Position FSAP
Radical – un plaidoyer pour le changement
Le changement, c’est maintenant ! C’est le moment propice et toutes les conditions sont réunies : le monde de demain sera vert. Nombre de projets qui semblaient impossibles il y a quelques années peuvent tout à coup se concrétiser. Les valeurs sociales et politiques ont changé, l’architecture du paysage a désormais le vent en poupe.
Cette tendance tient davantage aux crises globales qu’à nos performances. L’architecture du paysage n’a guère été jusqu’ici l’instigatrice des changements de valeurs dans la société. Elle est quasiment absente des débats politiques comme dans l’esprit du grand public. Pourtant, nos carnets de commandes sont bien remplis et dans la situation économique (encore) florissante, l’innovation reste facultative. Si nous continuons sur cette voie, nous risquons de rater collectivement des rendez-vous essentiels pour l’avenir de l’architecture du paysage en Suisse !
Notre discipline recèle un énorme potentiel qui lui permet d’être un élément de la solution et de contribuer de manière décisive à un environnement plus préservé, plus agréable et plus durable. Mais il nous faut faire preuve d’audace et d’engagement pour changer radicalement notre action en tant qu’architectes paysagistes. Cette métamorphose puise dans un savoir-faire complet et repose sur de nouvelles connaissances. Elle suppose un changement actif de nos schémas de pensée et de nos méthodes de travail. Elle implique également de nouvelles voies et stratégies pour nous investir dans le débat qui agite actuellement la société. La prise de position de la FSAP est un plaidoyer en faveur du changement, articulé en quatre thèses.

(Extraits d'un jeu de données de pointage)

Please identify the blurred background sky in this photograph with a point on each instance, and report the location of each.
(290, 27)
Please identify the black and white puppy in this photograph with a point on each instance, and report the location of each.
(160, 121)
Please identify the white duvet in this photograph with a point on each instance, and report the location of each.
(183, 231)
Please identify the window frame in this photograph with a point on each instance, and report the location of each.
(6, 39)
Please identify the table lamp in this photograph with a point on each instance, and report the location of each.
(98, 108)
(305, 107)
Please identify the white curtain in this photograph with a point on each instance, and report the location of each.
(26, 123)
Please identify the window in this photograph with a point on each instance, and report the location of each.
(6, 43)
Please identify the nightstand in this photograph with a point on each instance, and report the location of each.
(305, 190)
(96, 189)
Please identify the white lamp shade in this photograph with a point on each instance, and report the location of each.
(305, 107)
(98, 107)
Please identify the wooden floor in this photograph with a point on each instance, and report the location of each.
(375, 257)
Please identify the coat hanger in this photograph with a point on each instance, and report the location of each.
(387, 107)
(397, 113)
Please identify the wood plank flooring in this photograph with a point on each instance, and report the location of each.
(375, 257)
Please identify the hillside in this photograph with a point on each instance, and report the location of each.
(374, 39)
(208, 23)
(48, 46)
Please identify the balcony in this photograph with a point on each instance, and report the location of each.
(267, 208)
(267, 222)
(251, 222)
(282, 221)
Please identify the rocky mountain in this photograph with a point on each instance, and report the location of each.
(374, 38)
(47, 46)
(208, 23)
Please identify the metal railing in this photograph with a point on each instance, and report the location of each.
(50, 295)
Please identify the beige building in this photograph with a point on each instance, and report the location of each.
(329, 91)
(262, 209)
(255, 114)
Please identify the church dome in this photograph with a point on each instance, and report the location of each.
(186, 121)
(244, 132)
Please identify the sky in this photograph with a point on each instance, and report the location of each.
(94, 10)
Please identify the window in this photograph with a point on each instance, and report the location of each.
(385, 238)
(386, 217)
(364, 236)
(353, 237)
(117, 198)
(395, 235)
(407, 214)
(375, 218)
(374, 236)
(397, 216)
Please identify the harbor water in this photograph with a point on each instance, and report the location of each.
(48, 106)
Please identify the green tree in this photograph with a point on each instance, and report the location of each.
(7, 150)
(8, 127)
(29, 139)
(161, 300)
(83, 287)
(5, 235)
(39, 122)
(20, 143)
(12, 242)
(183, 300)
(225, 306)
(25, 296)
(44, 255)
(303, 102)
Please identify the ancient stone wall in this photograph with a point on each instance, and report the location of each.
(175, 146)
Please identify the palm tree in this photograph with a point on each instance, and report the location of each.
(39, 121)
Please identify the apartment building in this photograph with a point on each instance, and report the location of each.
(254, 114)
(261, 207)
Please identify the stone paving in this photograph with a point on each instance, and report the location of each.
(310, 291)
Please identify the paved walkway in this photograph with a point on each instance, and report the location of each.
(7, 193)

> Consigne: Reproduis en entier et mot pour mot le texte sur l'architecture du paysage. Seul le texte sert de base ici.

> Résultat:
Position FSAP
Radical – un plaidoyer pour le changement
Le changement, c’est maintenant ! C’est le moment propice et toutes les conditions sont réunies : le monde de demain sera vert. Nombre de projets qui semblaient impossibles il y a quelques années peuvent tout à coup se concrétiser. Les valeurs sociales et politiques ont changé, l’architecture du paysage a désormais le vent en poupe.
Cette tendance tient davantage aux crises globales qu’à nos performances. L’architecture du paysage n’a guère été jusqu’ici l’instigatrice des changements de valeurs dans la société. Elle est quasiment absente des débats politiques comme dans l’esprit du grand public. Pourtant, nos carnets de commandes sont bien remplis et dans la situation économique (encore) florissante, l’innovation reste facultative. Si nous continuons sur cette voie, nous risquons de rater collectivement des rendez-vous essentiels pour l’avenir de l’architecture du paysage en Suisse !
Notre discipline recèle un énorme potentiel qui lui permet d’être un élément de la solution et de contribuer de manière décisive à un environnement plus préservé, plus agréable et plus durable. Mais il nous faut faire preuve d’audace et d’engagement pour changer radicalement notre action en tant qu’architectes paysagistes. Cette métamorphose puise dans un savoir-faire complet et repose sur de nouvelles connaissances. Elle suppose un changement actif de nos schémas de pensée et de nos méthodes de travail. Elle implique également de nouvelles voies et stratégies pour nous investir dans le débat qui agite actuellement la société. La prise de position de la FSAP est un plaidoyer en faveur du changement, articulé en quatre thèses.